*WHAT YOU NEED TO DO:* Print the records below exactly, and do not carry over any picture.

*SOURCE RECORDS:*
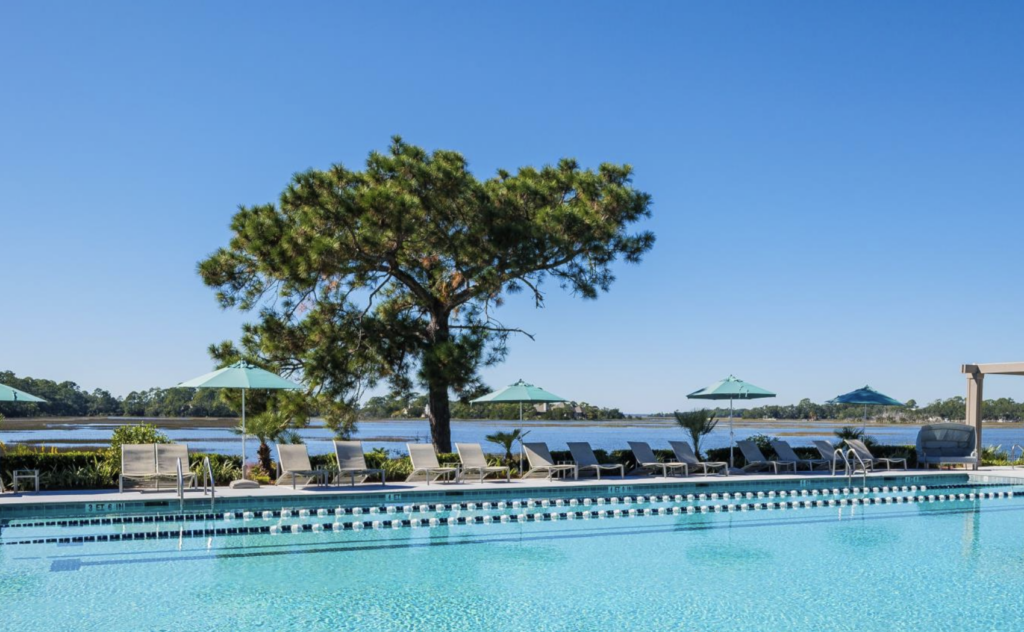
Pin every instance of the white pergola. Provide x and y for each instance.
(975, 379)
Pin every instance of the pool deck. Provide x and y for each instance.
(9, 499)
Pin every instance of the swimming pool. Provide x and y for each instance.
(908, 552)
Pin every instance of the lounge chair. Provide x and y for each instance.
(685, 454)
(756, 460)
(425, 465)
(785, 453)
(586, 460)
(167, 464)
(541, 462)
(293, 463)
(646, 460)
(864, 456)
(947, 444)
(832, 454)
(351, 461)
(138, 462)
(473, 460)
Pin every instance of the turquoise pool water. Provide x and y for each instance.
(902, 557)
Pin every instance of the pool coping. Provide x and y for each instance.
(69, 498)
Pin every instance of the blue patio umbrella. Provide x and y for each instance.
(866, 396)
(730, 388)
(242, 376)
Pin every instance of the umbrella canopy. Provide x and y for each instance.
(9, 393)
(244, 376)
(866, 396)
(241, 375)
(518, 392)
(730, 388)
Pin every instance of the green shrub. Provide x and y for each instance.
(135, 433)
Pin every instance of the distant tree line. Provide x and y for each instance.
(68, 399)
(951, 409)
(413, 406)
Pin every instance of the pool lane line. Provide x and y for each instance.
(523, 538)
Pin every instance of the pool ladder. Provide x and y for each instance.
(852, 469)
(1010, 456)
(208, 482)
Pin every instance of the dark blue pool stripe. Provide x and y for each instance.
(521, 538)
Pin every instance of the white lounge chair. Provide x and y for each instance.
(833, 455)
(756, 460)
(541, 462)
(352, 462)
(586, 460)
(167, 464)
(646, 460)
(138, 463)
(863, 455)
(785, 453)
(425, 465)
(685, 454)
(473, 460)
(293, 463)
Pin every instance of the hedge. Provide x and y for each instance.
(92, 470)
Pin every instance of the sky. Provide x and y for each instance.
(837, 186)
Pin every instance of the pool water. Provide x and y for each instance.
(912, 554)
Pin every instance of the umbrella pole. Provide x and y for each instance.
(243, 433)
(521, 448)
(732, 436)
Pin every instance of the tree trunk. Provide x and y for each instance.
(438, 409)
(440, 417)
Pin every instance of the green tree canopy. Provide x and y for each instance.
(395, 272)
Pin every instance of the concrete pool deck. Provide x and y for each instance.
(22, 499)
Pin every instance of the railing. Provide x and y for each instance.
(851, 471)
(209, 481)
(1010, 456)
(181, 487)
(837, 455)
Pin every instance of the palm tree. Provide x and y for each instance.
(506, 440)
(697, 423)
(269, 427)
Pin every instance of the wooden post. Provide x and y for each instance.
(975, 379)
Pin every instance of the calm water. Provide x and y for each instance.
(393, 434)
(921, 565)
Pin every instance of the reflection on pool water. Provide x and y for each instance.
(905, 552)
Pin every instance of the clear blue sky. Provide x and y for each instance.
(832, 181)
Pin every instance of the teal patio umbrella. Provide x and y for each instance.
(244, 376)
(9, 393)
(520, 393)
(866, 396)
(731, 388)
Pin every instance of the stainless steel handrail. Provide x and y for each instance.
(846, 464)
(181, 486)
(1010, 456)
(208, 479)
(852, 471)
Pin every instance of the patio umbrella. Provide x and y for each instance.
(866, 396)
(245, 376)
(730, 388)
(520, 393)
(9, 393)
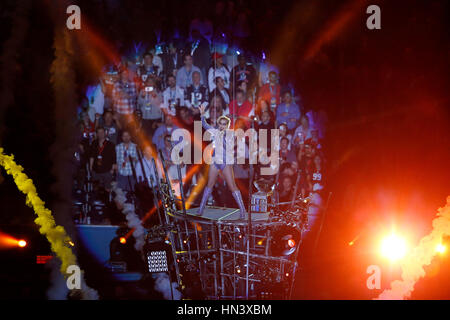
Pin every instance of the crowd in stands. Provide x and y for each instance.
(133, 110)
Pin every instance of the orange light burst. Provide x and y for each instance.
(332, 29)
(7, 241)
(22, 243)
(440, 248)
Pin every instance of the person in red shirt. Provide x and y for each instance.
(241, 111)
(271, 92)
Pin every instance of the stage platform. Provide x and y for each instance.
(222, 215)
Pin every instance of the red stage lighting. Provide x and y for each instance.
(22, 243)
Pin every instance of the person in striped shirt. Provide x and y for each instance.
(124, 95)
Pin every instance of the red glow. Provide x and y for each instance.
(291, 243)
(22, 243)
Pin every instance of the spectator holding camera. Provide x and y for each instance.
(149, 102)
(124, 94)
(185, 73)
(288, 112)
(218, 69)
(102, 160)
(126, 156)
(196, 95)
(173, 96)
(148, 68)
(271, 91)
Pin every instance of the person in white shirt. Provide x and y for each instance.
(157, 61)
(218, 69)
(145, 170)
(173, 96)
(184, 74)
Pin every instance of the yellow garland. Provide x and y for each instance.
(55, 234)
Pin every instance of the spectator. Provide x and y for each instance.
(284, 133)
(221, 91)
(185, 118)
(145, 169)
(243, 72)
(148, 68)
(149, 102)
(162, 131)
(184, 74)
(216, 109)
(111, 125)
(199, 50)
(196, 95)
(107, 82)
(126, 158)
(285, 189)
(241, 108)
(288, 112)
(102, 162)
(261, 106)
(218, 69)
(172, 60)
(87, 127)
(303, 132)
(271, 91)
(124, 94)
(286, 155)
(157, 61)
(305, 156)
(173, 96)
(172, 169)
(265, 68)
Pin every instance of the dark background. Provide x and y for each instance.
(385, 93)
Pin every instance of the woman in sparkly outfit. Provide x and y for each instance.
(223, 123)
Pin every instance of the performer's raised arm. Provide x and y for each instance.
(205, 125)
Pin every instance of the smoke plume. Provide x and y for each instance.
(162, 284)
(421, 256)
(133, 220)
(55, 234)
(9, 57)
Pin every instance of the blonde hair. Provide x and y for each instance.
(226, 119)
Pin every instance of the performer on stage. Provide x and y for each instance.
(226, 169)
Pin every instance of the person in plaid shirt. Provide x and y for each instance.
(125, 155)
(124, 94)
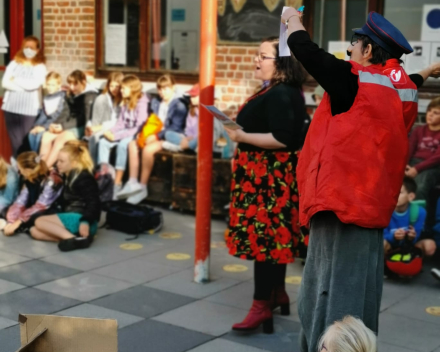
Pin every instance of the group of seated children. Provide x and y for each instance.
(60, 204)
(73, 135)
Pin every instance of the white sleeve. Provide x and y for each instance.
(6, 81)
(35, 83)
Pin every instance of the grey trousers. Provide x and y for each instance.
(343, 276)
(18, 127)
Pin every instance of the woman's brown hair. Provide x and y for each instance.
(79, 153)
(287, 69)
(118, 78)
(134, 83)
(31, 161)
(38, 59)
(3, 172)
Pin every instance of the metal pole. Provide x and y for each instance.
(208, 41)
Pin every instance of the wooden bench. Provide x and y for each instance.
(174, 179)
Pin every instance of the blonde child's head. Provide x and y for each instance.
(32, 167)
(348, 335)
(113, 86)
(3, 173)
(74, 156)
(131, 90)
(53, 82)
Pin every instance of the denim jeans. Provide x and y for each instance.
(35, 141)
(176, 138)
(105, 146)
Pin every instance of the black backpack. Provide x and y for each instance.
(133, 219)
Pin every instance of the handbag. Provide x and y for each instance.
(153, 125)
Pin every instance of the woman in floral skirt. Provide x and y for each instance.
(264, 198)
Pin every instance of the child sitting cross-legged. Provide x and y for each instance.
(76, 226)
(402, 225)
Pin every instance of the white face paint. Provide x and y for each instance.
(29, 53)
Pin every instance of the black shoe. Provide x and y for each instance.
(75, 243)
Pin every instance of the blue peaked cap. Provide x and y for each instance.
(385, 34)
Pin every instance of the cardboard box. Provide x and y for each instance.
(48, 333)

*RESPONSE BOX:*
Pin every instance of the white pergola. Provide x and y for each instance.
(975, 379)
Pin every instance of the pool deck. Provide x and y for each instance.
(9, 499)
Pin every instance of the swimming pool. Provide x and y for each instance.
(908, 552)
Pin every instance of the lounge chair. Provide x and y for each instance.
(685, 454)
(756, 460)
(425, 465)
(785, 453)
(586, 460)
(167, 464)
(541, 462)
(293, 463)
(646, 460)
(864, 456)
(947, 444)
(832, 454)
(351, 461)
(138, 462)
(473, 460)
Pin every instance of the turquoise pool water. Provide x and y for each instance.
(902, 557)
Pin every instance of the pool coping. Provide x and y for each instance.
(69, 498)
Pin every instance of the blue patio umbrella. Provide x and y for each instance.
(866, 396)
(730, 388)
(242, 376)
Pin every instance of the umbrella canopy. Provide x and y for each instance.
(9, 393)
(244, 376)
(866, 396)
(241, 375)
(518, 392)
(730, 388)
Pin every instance of the green shrub. Provide x and y for each instance.
(135, 433)
Pin every instance of the distant tree line. Provide x and y for each instance.
(68, 399)
(951, 409)
(413, 406)
Pin every instance of the pool lane line. Provide x and y for each instance.
(523, 538)
Pin every instance of the pool ladder. Provide x and y for each instance.
(852, 469)
(1010, 456)
(208, 482)
Pin every instance of the dark blue pool stripe. Provide x and y for each instance.
(521, 538)
Pin every instance of the white lounge chair. Provide x and y for each instance.
(833, 455)
(756, 460)
(541, 462)
(352, 462)
(586, 460)
(167, 464)
(646, 460)
(138, 463)
(863, 455)
(785, 453)
(425, 465)
(685, 454)
(473, 460)
(293, 463)
Pin every instance of the hedge. Provide x and y for each instance.
(92, 470)
Pin every instance of the sky. Provide x and y for each instance.
(837, 186)
Pin every instance of the pool water. Provide x and y for each instance.
(912, 554)
Pin every instance of the umbrella pole. Provide x and y for each instance.
(243, 433)
(521, 448)
(732, 436)
Pin every instance of the tree trunk. Provide x and y for each instance.
(438, 409)
(440, 417)
Pin every instance of the green tree canopy. Provide x and y for each instance.
(395, 272)
Pin every instance of the concrete pool deck. Provide x and y for each instance.
(22, 499)
Pin every instance of the railing. Provide x and y for each instance.
(851, 471)
(209, 481)
(1010, 456)
(181, 487)
(837, 455)
Pin every instance of the palm tree. Provide x and y for each instance.
(506, 440)
(697, 423)
(269, 427)
Pin every instance of the wooden post. Provide x and y for each instance.
(975, 379)
Pin every instance of the calm water. Provide x and y for each instance.
(393, 434)
(921, 565)
Pin every instance of the reflection on pool water. Provide x and y for each instance.
(905, 552)
Pin every instance of the clear blue sky. Provide x and y for each instance.
(832, 181)
Pin every instance of the teal patio umbrella. Provide x and y for each instance.
(244, 376)
(9, 393)
(520, 393)
(866, 396)
(731, 388)
Pin every instance of the stainless steel handrail. Provide x and y for each instance.
(846, 464)
(181, 486)
(1010, 456)
(208, 479)
(852, 471)
Pin every instance of the patio umbrella. Provide x and y for each instance.
(866, 396)
(245, 376)
(730, 388)
(520, 393)
(9, 393)
Pin every instance of the crowd in stands. Provide x and y for each instance.
(133, 110)
Pin every instance of the orange light burst. Provide x and y for each instance.
(332, 29)
(7, 241)
(22, 243)
(440, 248)
Pin every instance of the person in red shirt. Provide x and y for each instance.
(241, 111)
(271, 92)
Pin every instance of the stage platform. Provide x and y for each instance.
(222, 215)
Pin every instance of the red stage lighting. Provide x and y for each instance.
(22, 243)
Pin every instance of the person in striped shirt. Provide x and y for each instance.
(124, 95)
Pin every instance of the red glow. Provide x and y for each instance.
(291, 243)
(22, 243)
Pin every instance of the spectator holding camera. Provide x and y for each instance.
(149, 102)
(124, 94)
(185, 73)
(288, 112)
(218, 69)
(102, 160)
(126, 156)
(196, 95)
(173, 96)
(148, 68)
(271, 91)
Pin every instance of the person in white shirt. Provide x and y for each instance.
(157, 61)
(218, 69)
(145, 170)
(173, 96)
(184, 74)
Pin every instance of the yellow garland. Provide x and y for each instance.
(55, 234)
Pin every instance of the spectator. Provide x and y for each instance.
(284, 133)
(221, 91)
(185, 118)
(145, 169)
(243, 72)
(148, 68)
(149, 102)
(162, 131)
(184, 74)
(216, 109)
(111, 125)
(199, 50)
(196, 95)
(107, 82)
(126, 158)
(285, 189)
(241, 108)
(288, 112)
(102, 162)
(261, 106)
(218, 69)
(172, 60)
(87, 127)
(303, 132)
(271, 91)
(124, 94)
(286, 155)
(157, 61)
(305, 156)
(173, 96)
(172, 169)
(265, 68)
Pin every instance of the dark background. Provide x and y for each instance.
(385, 93)
Pin every instance of the woman in sparkly outfit. Provide x and y for each instance.
(223, 123)
Pin every instance of the performer's raised arm. Provide x and y for each instance.
(205, 125)
Pin every instance of the smoke plume. Provide x and y for each instance.
(162, 284)
(421, 256)
(133, 220)
(55, 234)
(9, 57)
Pin every instance of the blonde hair. Provide x and y for each instance.
(226, 119)
Pin every instance of the performer on stage. Provide x and y for each instance.
(226, 169)
Pin every instance of the person in plaid shirt. Provide x and y for each instance.
(125, 155)
(124, 94)
Pin every instance of the group of seated children. Provide x and y for each instance.
(60, 204)
(73, 135)
Pin every instance of the white sleeve. Provide x and y for each instance.
(6, 81)
(35, 83)
Pin every instance of the grey trousers. Provide x and y for each instance.
(343, 276)
(18, 127)
Pin every instance of the woman's brown hair. Provide x and y for each instance.
(79, 153)
(287, 69)
(118, 78)
(134, 83)
(31, 161)
(38, 59)
(3, 172)
Pin every instance of the metal pole. Provide x and y for each instance.
(208, 41)
Pin every instance of the wooden bench. Provide x and y for each instance.
(174, 179)
Pin every instance of the blonde child's head. Provide x and y for each instance.
(32, 167)
(348, 335)
(113, 86)
(3, 173)
(74, 156)
(131, 90)
(53, 82)
Pin every instance of the denim jeans. Provide x and y for each instance.
(35, 141)
(176, 138)
(105, 146)
Pin every instance of the black backpack. Provide x and y for each instance.
(133, 219)
Pin every instance of the handbag. Provide x and y for each instance.
(153, 125)
Pin every instance of the woman in floral skirt. Provide x and y for each instance.
(264, 198)
Pin every instance of the child sitting cross-legged. Provide x and y for each instance.
(76, 226)
(402, 225)
Pin every instance of the white face paint. Provide x and y for each instance.
(29, 53)
Pin every instance of the black shoe. Provide x and y for each instance.
(75, 243)
Pin every instance of the blue peaked cap. Provide x and y for each instance.
(385, 34)
Pin every instance of the cardboard box. Provide x and y for each instance.
(48, 333)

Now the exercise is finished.